> _Task_: In the abstract on digitization and tax administration in Nigeria, what research methodology does the work use?

The Impact of Digitization and Technology on the Administration of Taxes in Nigeria.
By Ater Solomon Vendaga
The advent of digitalization and technology has impacted various sectors of the economy in Nigeria, including the administration of taxes. This work discusses the effect of digitalization and technology on tax administration in Nigeria. Specifically, it examines the role of the Integrated Tax Administration System (ITAS) in enhancing tax administration and revenue collection. The work utilizes a qualitative research methodology, relying on secondary sources from scholarly articles, reports, and other relevant publications. The study found that the ITAS has significantly improved tax administration in Nigeria, particularly in areas such as tax registration, filing, and payment. The system has also increased efficiency, transparency, and accountability in tax administration, leading to increased revenue generation for the government. However, the work highlights some challenges associated with implementing digitalization and technology in tax administration, including inadequate infrastructure, low digital literacy amongst taxpayers, and cybersecurity threats, etc. The work recommends the need for the government to address these challenges to fully harness the benefits of digitalization and technology in tax administration in Nigeria.

Stored data entries:
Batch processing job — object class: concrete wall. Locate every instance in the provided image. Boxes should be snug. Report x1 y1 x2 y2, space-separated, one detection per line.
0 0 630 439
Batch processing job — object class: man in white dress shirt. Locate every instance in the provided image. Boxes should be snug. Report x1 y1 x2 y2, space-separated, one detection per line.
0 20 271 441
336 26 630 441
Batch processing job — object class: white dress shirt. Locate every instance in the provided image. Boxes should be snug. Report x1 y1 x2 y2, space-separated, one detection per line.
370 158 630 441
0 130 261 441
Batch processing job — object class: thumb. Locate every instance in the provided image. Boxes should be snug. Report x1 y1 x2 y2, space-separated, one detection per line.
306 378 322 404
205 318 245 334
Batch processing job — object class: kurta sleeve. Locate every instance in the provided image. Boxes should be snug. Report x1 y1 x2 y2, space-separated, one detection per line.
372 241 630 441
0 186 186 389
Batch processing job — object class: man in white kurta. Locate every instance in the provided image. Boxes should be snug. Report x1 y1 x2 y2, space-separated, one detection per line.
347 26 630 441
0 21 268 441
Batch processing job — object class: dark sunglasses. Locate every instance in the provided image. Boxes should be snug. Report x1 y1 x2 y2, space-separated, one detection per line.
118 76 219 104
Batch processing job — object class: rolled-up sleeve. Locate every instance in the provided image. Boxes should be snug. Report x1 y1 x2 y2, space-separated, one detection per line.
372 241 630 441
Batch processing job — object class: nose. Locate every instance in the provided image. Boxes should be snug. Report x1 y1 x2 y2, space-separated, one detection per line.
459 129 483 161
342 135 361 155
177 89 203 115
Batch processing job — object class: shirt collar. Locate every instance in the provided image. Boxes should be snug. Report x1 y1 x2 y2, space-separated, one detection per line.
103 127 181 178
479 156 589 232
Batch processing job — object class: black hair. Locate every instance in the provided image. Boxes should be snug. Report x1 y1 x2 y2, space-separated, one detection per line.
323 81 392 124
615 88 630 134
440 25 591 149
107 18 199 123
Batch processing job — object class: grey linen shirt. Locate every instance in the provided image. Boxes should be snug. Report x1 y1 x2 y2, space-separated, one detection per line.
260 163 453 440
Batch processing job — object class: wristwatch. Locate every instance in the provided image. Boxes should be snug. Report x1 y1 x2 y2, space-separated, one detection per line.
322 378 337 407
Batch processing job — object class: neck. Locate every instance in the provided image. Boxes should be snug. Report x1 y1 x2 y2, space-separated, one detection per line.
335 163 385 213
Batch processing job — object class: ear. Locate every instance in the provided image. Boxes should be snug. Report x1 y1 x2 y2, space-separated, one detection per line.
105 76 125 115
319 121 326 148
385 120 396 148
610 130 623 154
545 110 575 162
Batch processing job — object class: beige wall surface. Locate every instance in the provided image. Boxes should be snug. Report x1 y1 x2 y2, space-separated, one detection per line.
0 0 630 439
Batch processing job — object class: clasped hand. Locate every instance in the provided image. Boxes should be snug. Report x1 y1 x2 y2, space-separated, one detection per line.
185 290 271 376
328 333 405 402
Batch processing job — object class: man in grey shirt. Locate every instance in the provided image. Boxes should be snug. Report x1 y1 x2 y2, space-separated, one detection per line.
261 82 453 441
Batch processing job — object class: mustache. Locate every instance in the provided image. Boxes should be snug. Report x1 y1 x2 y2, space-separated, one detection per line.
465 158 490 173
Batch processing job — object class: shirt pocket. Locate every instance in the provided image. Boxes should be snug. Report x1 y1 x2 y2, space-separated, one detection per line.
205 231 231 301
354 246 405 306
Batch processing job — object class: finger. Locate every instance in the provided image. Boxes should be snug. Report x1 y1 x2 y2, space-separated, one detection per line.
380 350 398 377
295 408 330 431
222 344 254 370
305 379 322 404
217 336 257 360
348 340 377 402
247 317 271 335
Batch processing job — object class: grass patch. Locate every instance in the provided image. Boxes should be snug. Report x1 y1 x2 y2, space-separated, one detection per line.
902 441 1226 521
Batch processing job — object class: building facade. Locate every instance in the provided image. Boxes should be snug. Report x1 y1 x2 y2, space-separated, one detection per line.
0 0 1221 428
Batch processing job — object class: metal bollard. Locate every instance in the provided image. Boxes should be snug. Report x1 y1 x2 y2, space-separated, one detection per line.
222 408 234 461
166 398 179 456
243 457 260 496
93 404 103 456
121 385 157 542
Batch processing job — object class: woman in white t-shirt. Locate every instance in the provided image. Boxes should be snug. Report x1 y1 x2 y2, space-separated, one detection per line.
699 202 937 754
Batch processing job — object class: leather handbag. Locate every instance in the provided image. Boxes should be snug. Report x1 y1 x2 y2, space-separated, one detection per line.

> _Answer to the task_: A qualitative research methodology that relies on secondary sources such as scholarly articles, reports, and other relevant publications.